• _Quoted text_
Women in the Silk-reeling Industry at Tomioka Silk Mill

By Nana Matsuda

Introduction

In this paper, I will demonstrate how the silk-reeling industry influenced the development of Japan’s industrialization and modernization. To illustrate the development process of Japan, I will mainly focus on Tomioka Silk Mill, in Gunma Prefecture as an example. Tomioka Silk Mill is the first silk-reeling factory that was officially established in 1872 by the Japanese government.

During the long period of isolation, sakoku, any relation or trade with other countries was strictly limited. However, at the end of the Edo period (1603 – 1868), the Tokugawa shogunate ended its isolationist foreign policy and Japan restarted the trade with Western countries in 1859.[1] In Edo period, the most common product that Japan exported to the West was raw silk. Silk was, at that time, one of the most important Japanese business articles.[2] Due to the opening of the Japanese ports to the West in 1854, the import of Western products and modern technology made it possible to achieve the mass expansion of silk production.[3]

Right after the end of the seclusion, silk became a necessary export article for Japan, and due to the technology, the silk-reeling industry developed significantly. Specifically, raw silk and silkworm eggs began to be sold as global products. A decade later, Japan developed remarkably with the beginning of the Meiji period. The long-lasting period of feudalism came to an end with new national leaders and a modern world power was introduced to an isolated, secluded country. The main changes that happened during this period are the developments in technology, politics, economy, social structure, and the relation with the foreign nations.[4]

With the help of new technologies and enlarged business platforms, Japan successfully gained a leading position in the global market. The development of the silk-reeling industry contributed greatly to the modernization of Japan, and behind its development, there are female factory operators that are often ignored.[5] In this paper I will focus on the contribution of Tomioka Silk Mill and the female workers to industrialization of Japan.


Video about how Japan became an economically developed country with silk industry [6]

 

Background of the Meiji Restoration and Development in Silk-reeling Industry

Japan started its isolation policy in Edo period, and in 1853, when U.S. Commodore Matthew C. Perry forced Japan to open its borders, he also brought Western technology, production methods, new business platforms, which led to rapid industrialization. The new government after the Tokugawa shogunate prioritized economic growth and industrial modernization to be in a competitive relationship with the countries in Asia and Europe. This was the beginning of the so-called Meiji Restoration. In this era, many strategic industries were established, and the production of consumer goods was strongly supported by the Japanese government.[7] Japan started to trade with Western countries, and the most important of products were textiles. There was great demand for raw silk, as Japan had traditionally produced high-quality silk. The introduction of machinery for silk production from Western countries enabled Japan for mass production with the growth of cotton spinning factories.

• _Data shown_
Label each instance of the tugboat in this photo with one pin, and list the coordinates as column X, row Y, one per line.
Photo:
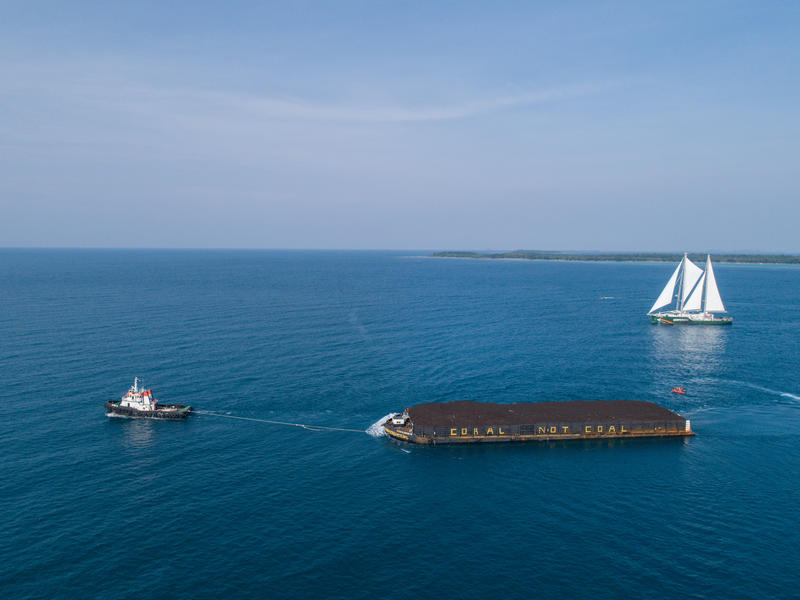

• _What needs to be done_
In the text on women at Tomioka Silk Mill above, transcribe the passage between "By Nana Matsuda" and "1872 by the Japanese government.", inclusive.

• _Final result_
By Nana Matsuda

Introduction

In this paper, I will demonstrate how the silk-reeling industry influenced the development of Japan’s industrialization and modernization. To illustrate the development process of Japan, I will mainly focus on Tomioka Silk Mill, in Gunma Prefecture as an example. Tomioka Silk Mill is the first silk-reeling factory that was officially established in 1872 by the Japanese government.